▶ TEXT

───

Many retirees must adjust their lifestyle to fit the constraints of their income. As a financial advisor, your goal instead is to help your clients achieve their desired lifestyle by adjusting how much they save now. Doing this takes careful planning, starting with creating annual budgets with your clients and helping them set price tags on future one-time expenses.
Once your clients have a clear picture of how much their retirement may cost, you can help them determine the best savings and investment strategies to reach their goals. For many clients, it will make sense to supplement retirement plans and Social Security with a reliable source of income, such as a variable annuity.
Create a budget
To help your clients get an accurate picture of their retirement expenses, encourage them to track how much they spend now on basics like utilities, food and insurance. These costs may not change a great deal in retirement. Some clients may pay off their mortgages and cars by the time they retire, but other clients will need to factor in those costs as well.
Make sure you discuss other expenses too, such as a big-ticket home renovation or any plans the client may have to travel or pursue new hobbies. The cost of new activities can add up, so ask your clients to think through them in as much detail as possible. How often would they like to travel? What sorts of accommodations will they want? How much will that new sailboat or RV cost? Asking these sorts of questions now can help your clients determine how much they need to save.

───

▶ ACTIVITY
Answer these questions from the text on retirement planning:
1. What does the text give as an example of a reliable source of income to supplement retirement plans and Social Security?
2. Which basic costs should clients track how much they spend on now?
3. Which two new purchases does the text name when asking what new activities will cost?

───

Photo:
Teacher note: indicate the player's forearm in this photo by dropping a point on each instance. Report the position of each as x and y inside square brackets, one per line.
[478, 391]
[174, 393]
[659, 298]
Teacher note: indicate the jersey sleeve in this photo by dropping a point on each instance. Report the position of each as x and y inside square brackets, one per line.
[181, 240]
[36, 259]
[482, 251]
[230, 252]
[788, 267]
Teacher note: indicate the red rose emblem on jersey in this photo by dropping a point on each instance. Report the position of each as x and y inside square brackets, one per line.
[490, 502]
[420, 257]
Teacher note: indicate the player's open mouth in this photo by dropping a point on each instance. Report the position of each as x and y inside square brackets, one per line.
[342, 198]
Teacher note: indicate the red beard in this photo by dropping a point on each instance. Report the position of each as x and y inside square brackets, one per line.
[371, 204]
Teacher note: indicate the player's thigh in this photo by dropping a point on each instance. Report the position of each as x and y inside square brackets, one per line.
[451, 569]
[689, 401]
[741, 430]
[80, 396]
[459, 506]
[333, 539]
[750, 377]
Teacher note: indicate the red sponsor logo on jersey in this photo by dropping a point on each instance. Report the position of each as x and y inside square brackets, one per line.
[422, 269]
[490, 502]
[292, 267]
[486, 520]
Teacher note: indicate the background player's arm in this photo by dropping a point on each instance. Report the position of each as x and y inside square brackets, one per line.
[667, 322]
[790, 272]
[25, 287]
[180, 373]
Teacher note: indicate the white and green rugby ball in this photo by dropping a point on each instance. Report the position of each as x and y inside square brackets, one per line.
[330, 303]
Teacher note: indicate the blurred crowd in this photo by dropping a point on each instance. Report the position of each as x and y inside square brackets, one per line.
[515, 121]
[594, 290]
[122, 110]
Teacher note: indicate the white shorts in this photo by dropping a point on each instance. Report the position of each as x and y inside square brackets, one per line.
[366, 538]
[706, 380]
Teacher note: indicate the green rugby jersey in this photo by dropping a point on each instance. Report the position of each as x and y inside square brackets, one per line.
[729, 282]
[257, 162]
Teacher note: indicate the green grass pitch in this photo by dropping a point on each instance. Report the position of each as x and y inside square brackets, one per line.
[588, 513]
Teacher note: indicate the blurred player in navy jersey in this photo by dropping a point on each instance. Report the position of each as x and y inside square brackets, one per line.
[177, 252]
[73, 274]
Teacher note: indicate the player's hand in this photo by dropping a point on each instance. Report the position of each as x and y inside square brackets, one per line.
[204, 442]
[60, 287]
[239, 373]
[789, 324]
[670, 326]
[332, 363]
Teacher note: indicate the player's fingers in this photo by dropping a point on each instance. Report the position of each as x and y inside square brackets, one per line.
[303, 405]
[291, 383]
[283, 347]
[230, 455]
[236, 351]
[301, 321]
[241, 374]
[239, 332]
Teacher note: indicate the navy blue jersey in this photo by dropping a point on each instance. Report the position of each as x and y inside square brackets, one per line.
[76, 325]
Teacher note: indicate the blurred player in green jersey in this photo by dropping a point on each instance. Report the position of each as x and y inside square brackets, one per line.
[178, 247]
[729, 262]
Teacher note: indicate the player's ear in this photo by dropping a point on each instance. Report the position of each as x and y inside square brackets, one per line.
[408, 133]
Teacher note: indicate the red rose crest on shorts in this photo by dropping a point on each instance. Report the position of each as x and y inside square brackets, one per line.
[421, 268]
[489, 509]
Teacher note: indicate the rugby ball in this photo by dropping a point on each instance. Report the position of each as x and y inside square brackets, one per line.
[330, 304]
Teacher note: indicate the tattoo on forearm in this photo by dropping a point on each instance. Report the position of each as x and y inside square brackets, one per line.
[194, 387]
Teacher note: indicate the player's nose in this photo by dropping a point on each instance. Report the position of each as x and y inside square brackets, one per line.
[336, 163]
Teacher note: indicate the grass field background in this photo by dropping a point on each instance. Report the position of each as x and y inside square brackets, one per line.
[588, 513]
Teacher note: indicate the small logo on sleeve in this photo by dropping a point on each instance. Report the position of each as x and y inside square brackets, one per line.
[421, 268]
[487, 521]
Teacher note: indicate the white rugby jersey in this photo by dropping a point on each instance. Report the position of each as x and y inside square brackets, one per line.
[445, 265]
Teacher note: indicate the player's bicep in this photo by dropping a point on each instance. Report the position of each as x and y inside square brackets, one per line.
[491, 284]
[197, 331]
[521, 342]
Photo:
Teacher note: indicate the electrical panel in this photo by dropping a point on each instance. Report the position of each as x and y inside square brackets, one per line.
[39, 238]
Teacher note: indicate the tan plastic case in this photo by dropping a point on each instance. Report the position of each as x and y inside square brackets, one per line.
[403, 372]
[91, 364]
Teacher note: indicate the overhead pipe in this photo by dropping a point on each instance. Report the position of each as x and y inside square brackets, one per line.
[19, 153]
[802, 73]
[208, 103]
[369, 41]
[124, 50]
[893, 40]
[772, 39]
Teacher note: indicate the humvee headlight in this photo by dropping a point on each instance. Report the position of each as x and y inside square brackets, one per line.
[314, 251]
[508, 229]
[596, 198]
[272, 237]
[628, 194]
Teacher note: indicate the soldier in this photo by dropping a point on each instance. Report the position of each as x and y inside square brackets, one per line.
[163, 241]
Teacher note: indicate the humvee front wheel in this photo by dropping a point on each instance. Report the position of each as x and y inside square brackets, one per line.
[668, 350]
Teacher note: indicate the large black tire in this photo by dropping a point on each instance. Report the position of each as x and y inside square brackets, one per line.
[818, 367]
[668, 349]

───

▶ RESULT
1. A variable annuity.
2. Utilities, food and insurance.
3. A sailboat or an RV.